[BEGIN Material]

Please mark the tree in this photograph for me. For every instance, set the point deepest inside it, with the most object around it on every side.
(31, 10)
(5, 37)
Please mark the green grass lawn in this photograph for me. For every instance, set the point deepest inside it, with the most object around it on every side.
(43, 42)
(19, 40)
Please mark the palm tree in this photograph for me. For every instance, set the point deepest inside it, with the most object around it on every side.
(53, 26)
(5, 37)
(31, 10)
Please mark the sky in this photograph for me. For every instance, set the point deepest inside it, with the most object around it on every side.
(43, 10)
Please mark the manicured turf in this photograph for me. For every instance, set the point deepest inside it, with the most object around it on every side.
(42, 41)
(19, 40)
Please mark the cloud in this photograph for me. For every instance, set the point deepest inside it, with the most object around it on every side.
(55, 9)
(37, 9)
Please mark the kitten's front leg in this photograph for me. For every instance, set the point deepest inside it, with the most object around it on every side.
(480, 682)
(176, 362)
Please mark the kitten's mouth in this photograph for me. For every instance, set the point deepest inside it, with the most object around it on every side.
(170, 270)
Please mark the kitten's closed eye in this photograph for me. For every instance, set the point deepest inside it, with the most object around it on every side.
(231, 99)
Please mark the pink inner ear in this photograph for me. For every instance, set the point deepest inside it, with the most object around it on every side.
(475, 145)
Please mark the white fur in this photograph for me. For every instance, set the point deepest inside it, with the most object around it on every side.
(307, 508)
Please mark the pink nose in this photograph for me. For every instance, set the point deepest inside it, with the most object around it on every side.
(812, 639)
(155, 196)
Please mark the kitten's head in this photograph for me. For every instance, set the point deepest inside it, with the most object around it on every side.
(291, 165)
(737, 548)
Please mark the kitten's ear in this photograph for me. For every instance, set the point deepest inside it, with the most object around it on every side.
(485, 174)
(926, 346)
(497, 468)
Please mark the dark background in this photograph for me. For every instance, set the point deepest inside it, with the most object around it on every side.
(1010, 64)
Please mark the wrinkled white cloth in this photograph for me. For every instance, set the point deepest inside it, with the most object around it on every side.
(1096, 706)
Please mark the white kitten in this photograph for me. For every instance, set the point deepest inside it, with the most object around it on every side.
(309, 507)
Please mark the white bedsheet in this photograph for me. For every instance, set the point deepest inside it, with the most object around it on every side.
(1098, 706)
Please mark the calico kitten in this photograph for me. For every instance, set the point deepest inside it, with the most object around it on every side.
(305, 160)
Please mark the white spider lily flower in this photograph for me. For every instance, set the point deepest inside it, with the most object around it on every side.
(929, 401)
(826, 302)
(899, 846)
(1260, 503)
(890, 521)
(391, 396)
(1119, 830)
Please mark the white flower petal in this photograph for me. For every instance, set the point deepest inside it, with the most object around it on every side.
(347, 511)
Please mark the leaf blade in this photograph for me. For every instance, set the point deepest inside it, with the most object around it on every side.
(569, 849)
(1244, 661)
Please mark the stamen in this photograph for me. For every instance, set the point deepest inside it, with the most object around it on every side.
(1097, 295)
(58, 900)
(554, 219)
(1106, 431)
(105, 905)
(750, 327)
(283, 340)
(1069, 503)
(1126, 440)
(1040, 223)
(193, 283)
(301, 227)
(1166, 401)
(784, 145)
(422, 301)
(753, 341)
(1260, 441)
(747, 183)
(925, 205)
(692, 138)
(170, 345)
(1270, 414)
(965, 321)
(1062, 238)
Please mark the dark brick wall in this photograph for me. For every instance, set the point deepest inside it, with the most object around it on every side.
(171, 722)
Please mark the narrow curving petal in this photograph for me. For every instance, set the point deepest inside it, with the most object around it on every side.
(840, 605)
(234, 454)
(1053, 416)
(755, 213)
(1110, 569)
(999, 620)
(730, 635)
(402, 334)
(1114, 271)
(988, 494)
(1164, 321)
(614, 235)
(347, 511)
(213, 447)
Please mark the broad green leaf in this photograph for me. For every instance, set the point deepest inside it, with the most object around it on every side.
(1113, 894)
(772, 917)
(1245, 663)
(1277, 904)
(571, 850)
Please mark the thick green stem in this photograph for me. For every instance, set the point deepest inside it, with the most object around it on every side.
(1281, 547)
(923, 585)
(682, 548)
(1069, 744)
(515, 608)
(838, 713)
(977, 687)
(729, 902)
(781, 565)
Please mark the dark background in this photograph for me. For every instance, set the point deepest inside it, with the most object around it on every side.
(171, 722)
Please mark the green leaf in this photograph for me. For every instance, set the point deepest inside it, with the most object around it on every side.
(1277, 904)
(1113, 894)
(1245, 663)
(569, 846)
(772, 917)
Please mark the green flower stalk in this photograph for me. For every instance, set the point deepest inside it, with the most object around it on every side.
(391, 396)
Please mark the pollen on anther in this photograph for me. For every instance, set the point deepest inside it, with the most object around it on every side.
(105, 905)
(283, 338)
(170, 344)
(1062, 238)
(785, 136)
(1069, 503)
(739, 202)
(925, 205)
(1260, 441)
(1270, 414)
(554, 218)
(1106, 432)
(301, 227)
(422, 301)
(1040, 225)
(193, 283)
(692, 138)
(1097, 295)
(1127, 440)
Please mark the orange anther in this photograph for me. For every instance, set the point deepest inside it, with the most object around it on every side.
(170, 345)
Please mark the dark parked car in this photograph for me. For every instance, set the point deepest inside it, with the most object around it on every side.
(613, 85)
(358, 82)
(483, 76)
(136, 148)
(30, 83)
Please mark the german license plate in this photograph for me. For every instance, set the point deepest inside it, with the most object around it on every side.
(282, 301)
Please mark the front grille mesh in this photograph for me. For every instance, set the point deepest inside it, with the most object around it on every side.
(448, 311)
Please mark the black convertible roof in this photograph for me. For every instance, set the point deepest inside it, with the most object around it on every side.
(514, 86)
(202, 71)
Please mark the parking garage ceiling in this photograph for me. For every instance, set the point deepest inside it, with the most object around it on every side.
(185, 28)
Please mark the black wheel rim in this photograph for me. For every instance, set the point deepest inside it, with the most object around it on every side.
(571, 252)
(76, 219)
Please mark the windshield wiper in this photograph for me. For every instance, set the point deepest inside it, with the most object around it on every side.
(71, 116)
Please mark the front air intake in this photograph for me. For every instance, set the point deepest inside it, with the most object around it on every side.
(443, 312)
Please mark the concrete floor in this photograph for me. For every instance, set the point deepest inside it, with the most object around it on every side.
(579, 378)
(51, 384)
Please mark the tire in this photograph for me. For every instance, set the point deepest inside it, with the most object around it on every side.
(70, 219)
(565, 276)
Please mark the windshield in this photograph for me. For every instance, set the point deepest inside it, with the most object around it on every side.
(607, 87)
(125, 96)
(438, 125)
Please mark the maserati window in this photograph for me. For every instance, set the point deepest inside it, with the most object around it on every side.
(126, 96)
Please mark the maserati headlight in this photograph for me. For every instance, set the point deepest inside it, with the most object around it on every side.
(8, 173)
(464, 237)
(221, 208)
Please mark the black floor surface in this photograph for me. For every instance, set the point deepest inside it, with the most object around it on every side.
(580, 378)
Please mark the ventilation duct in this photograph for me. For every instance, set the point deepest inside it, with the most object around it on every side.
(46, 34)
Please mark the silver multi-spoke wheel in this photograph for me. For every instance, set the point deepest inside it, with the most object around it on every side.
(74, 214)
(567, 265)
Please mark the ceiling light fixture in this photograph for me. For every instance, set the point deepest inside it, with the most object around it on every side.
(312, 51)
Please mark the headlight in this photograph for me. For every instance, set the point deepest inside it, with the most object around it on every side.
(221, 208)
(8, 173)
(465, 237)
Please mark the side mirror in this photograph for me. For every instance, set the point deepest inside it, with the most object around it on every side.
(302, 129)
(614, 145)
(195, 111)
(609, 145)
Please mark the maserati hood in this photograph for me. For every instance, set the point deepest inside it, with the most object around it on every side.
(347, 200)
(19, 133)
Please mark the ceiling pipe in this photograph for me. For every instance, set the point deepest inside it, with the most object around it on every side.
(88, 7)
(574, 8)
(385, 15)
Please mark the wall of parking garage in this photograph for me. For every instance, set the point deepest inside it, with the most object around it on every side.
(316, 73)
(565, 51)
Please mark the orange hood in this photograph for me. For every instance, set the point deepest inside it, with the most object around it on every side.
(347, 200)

[END Material]

● Given task: Put the lines into a JSON list of strings, one string per line and no blank lines. Include only the part that opens with the line containing "Please mark the windshield in" and closes with the very last line, counting both ends.

● Expected answer:
[
  "Please mark the windshield in this photograph for me. For every instance, set the point deepest inside it, with the most object around it on every side.",
  "(607, 87)",
  "(125, 96)",
  "(438, 125)",
  "Please mark the maserati window in this photograph for me. For every instance, set the point deepest inside it, with the most object around it on every side.",
  "(126, 96)",
  "Please mark the maserati headlight in this photograph for me. For every instance, set the point deepest inside it, with the most object around it on every side.",
  "(8, 173)",
  "(464, 237)",
  "(221, 208)",
  "Please mark the black floor surface in this photograph for me. For every instance, set the point deepest inside it, with the most object around it on every side.",
  "(580, 378)",
  "Please mark the ventilation duct in this photograph for me. For every instance, set the point deepest inside it, with the most object around it on every side.",
  "(46, 34)",
  "Please mark the silver multi-spoke wheel in this photograph for me. For every instance, set the point deepest inside it, with the most object around it on every side.",
  "(74, 214)",
  "(567, 265)",
  "Please mark the ceiling light fixture in this photograph for me. For every instance, set the point deepest inside it, with the most object around it on every side.",
  "(312, 51)",
  "Please mark the headlight in this photograph for me. For every instance, set the point deepest inside it, with the most object around it on every side.",
  "(221, 208)",
  "(8, 173)",
  "(465, 237)",
  "Please mark the side mirror in this photograph for me. For every instance, set the point deepest inside it, with the most object around it on every side.",
  "(302, 129)",
  "(614, 145)",
  "(195, 111)",
  "(609, 145)",
  "Please mark the maserati hood in this photograph for me. For every instance, set the point deepest inside it, with the most object around it on every side.",
  "(347, 200)",
  "(19, 133)",
  "Please mark the ceiling pipe in this photograph for me. For every instance, set the point deepest inside it, with the most object around it on every side.",
  "(88, 7)",
  "(574, 8)",
  "(385, 15)",
  "Please mark the wall of parking garage in this photograph for me. For every instance, set the point deepest inside it, with the most object around it on every side.",
  "(316, 73)",
  "(565, 51)",
  "Please mark the orange hood in this photograph for me. For every instance, set the point deepest inside it, with the most object around it on every side.",
  "(347, 200)"
]